◆ **Excerpt**:
** begin **

Getting Your Classic Car Evaluated For Insurance, Or How To Be Stabbed In The Heart By A Total Stranger
Owning an old car is different from owning a new car in many ways, which is precisely why I purchased my 1978 Datsun 280Z two years ago. I wanted to drive something that felt completely apart from the brand new vehicles I had in my driveway every week as a car reviewer.
Unfortunately, one of the more troublesome aspects of old car ownership is actually administrative, rather than practical. I’m talking about insurance. As you’re probably aware, insurance companies are loathe to make exceptions to their elegantly balanced actuarial tables, and that includes writing policies for vehicles located well outside the mainstream. While a number of specialized insurance companies operate in the classic car segment, coverage from these quarters can often come with mileage or use restrictions, making the path to legally driving on the road tricky to negotiate.
My existing insurance provider was willing to cover my Datsun, with no specific dos or don’ts when it came to driving, but only if I was willing to get an independent evaluation done in order to come up with a replacement value for the vehicle. I can understand the reasoning behind this, because not all owners are realistic when it comes to linking their car’s value to the actual market, and there’s the genuine risk of fraud associated with insuring a total rust bucket for a high dollar amount.
In the Montreal area, where I live, there’s really only one company that’s authorized to do these types of evaluations – PG Évaluation. Dutifully, I made my appointment and waited for the time when the professional evaluator would darken my garage door and get down to the business of tearing my car apart, piece by piece, in search of flaws, imperfections, and other problems.

** end **

◆ **Short problem 1**:
Quote the classic car insurance article from "In the Montreal" up to and including "and other problems.".
◆ **Short problem 2**:
In the classic car insurance article, condense the paragraph beginning "My existing insurance provider was willing" into a short bulleted list that keeps its main facts.
The material after this point comes from a different source than the classic car insurance article.

◆ **Raw data**:
** begin **

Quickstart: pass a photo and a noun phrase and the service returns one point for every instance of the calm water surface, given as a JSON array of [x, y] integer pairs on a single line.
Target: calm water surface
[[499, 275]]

** end **

◆ **Final answer 1**:
In the Montreal area, where I live, there’s really only one company that’s authorized to do these types of evaluations – PG Évaluation. Dutifully, I made my appointment and waited for the time when the professional evaluator would darken my garage door and get down to the business of tearing my car apart, piece by piece, in search of flaws, imperfections, and other problems.

◆ **Final answer 2**:
- The writer's existing insurer agreed to cover the Datsun with no driving restrictions.
- The condition was an independent evaluation to set the vehicle's replacement value.
- The writer understands the requirement: some owners are unrealistic about their car's market value.
- Insuring a rust bucket for a high dollar amount also carries a genuine risk of fraud.